Please retype, character for character, the portion of the entries below that runs from the line containing "Target: white cloud" to the last line.

━━━━━━━━

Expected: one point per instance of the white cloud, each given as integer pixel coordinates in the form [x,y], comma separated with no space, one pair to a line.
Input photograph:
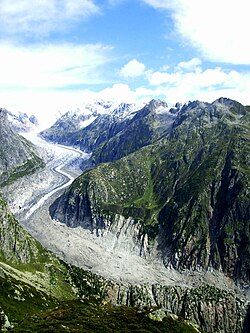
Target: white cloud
[132,69]
[51,66]
[189,65]
[219,29]
[42,16]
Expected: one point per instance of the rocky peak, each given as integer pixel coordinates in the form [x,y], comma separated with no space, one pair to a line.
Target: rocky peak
[3,115]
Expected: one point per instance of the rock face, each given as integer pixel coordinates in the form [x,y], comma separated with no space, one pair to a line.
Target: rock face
[17,155]
[117,132]
[185,198]
[21,122]
[188,192]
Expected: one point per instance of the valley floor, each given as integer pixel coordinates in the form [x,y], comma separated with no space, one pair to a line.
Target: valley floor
[30,201]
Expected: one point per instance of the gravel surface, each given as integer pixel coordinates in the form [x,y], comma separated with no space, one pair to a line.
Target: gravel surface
[79,246]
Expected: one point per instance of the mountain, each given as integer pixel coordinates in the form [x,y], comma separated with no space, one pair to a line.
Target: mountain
[117,131]
[40,293]
[188,190]
[21,122]
[183,198]
[17,156]
[70,128]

━━━━━━━━

Answer box.
Target: white cloud
[132,69]
[51,66]
[189,65]
[219,29]
[42,16]
Expected: one point per instance of the rocky peak, each given as integer pixel coordinates in the form [x,y], comma separated with no space, one pair to a line.
Target: rocky peak
[3,115]
Expected: one point per instance of the rock face, each given as integer pixel coordinates in the form [x,y], comma separated with no space, one pair to a line.
Target: rock face
[17,155]
[117,132]
[185,198]
[21,122]
[188,192]
Expected: one point per instance of the valley floor, each given as integer pixel coordinates in the form [x,y], comma separated with no space, one pair to a line.
Target: valley floor
[30,201]
Expected: one point per instance of the gravel surface, each given as integer pixel coordinates in the form [x,y], comma separated with no space, one pair to a line.
Target: gravel surface
[79,246]
Expected: one point per instance of the mountain, each given as integer pixel coordinates in the form [x,y], comma separated with no space, one pair to a line.
Target: mountain
[117,131]
[40,293]
[188,190]
[21,122]
[183,198]
[17,156]
[70,128]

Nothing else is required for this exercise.